**Task requirements**
Set down each record below precisely, skipping the pictures.

Location identification entries:
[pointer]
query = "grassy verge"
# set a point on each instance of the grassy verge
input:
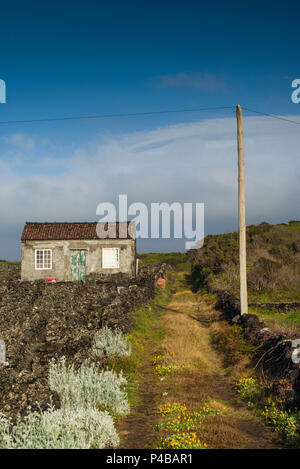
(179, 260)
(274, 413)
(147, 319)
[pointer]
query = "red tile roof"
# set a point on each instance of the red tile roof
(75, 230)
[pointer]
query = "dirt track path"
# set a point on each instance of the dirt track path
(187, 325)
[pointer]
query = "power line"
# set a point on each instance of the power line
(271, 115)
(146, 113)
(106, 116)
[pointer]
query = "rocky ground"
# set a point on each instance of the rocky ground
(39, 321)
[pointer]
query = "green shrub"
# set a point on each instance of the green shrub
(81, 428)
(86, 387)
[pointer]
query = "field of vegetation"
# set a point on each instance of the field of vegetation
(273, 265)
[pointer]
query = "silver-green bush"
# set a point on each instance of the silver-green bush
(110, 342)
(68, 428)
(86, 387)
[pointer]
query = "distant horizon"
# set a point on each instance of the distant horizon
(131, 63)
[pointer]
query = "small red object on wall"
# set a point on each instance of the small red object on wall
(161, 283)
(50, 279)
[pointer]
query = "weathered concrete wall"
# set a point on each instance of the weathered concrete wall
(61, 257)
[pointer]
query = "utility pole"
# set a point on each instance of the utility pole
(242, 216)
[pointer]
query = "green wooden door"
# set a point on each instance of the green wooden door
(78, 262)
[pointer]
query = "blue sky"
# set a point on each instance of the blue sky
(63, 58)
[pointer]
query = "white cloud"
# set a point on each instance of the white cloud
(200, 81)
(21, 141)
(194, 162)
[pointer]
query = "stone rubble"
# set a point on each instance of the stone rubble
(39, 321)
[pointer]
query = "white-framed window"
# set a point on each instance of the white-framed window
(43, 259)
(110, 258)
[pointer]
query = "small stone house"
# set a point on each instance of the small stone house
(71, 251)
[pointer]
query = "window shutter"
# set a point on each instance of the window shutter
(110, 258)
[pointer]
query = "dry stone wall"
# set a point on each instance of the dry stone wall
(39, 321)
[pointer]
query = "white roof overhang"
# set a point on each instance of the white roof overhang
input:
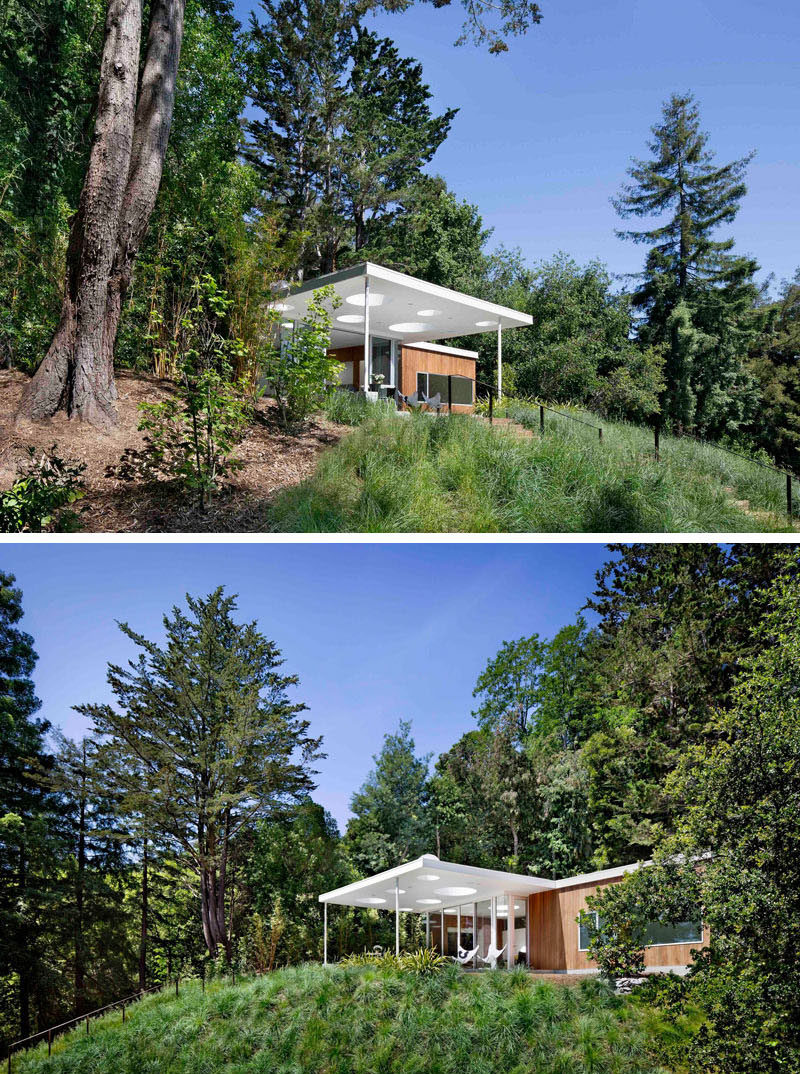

**Answer to the exercise**
[pointer]
query = "grassy verge"
# set a point on each instance of the grassy verge
input:
(179, 260)
(274, 413)
(147, 319)
[pointer]
query = "red tile roof"
# set a point on each instance of the red tile roof
(75, 230)
[pointer]
query = "dirt track path"
# set a point on each instance of the dirt track path
(187, 325)
[pointer]
query = "power line"
# set a point on each instance of the power line
(271, 115)
(146, 113)
(106, 116)
[pointer]
query = "rocky ground"
# set a point on each instance of the rocky ground
(39, 321)
[pointer]
query = "green shrub"
# set a point on each instance of the green shrub
(81, 428)
(86, 387)
[pointer]
query = "field of vegetation"
# set a point on each instance of the field of vegetation
(273, 265)
[pointer]
query = "silver-green bush"
# set a point on each instance of the silver-green bush
(110, 342)
(68, 428)
(86, 387)
[pointer]
query = "distant horizon"
# set a point on each instance of the distant horizon
(131, 63)
[pointer]
query = "small red object on wall"
# set a point on each instance of the small red object on wall
(161, 283)
(50, 279)
[pointer]
query = "weathered concrete wall"
# set a point on each instance of the weathered concrete wall
(61, 257)
[pointer]
query = "utility pole"
# set a point on each instance of the utility pole
(242, 216)
[pointer]
query = "green wooden door"
# set a point on each instance of the green wooden door
(78, 262)
[pointer]
query = "blue sky"
# set a point on each instance of the blue sky
(63, 58)
[pointer]
query = "white cloud"
# set a point on each instance of the white cloud
(200, 81)
(21, 141)
(194, 162)
[pointer]
query = "stone rubble"
# set a point on each instance of the stone rubble
(39, 321)
[pointer]
query = "white-framed window"
# set a point on each instance of the white-framed window
(43, 259)
(110, 258)
[pointer]
query = "small stone house"
# set a point on each instance of the small stone house
(71, 251)
[pointer]
query = "window shutter"
# set a point on each instance of the window shutter
(110, 258)
[pointer]
query = "dry stone wall"
# set a point on each instance of the dry stone wall
(39, 321)
[pointer]
query = "white roof overhang"
# set a point on each instance of the white roof overhang
input:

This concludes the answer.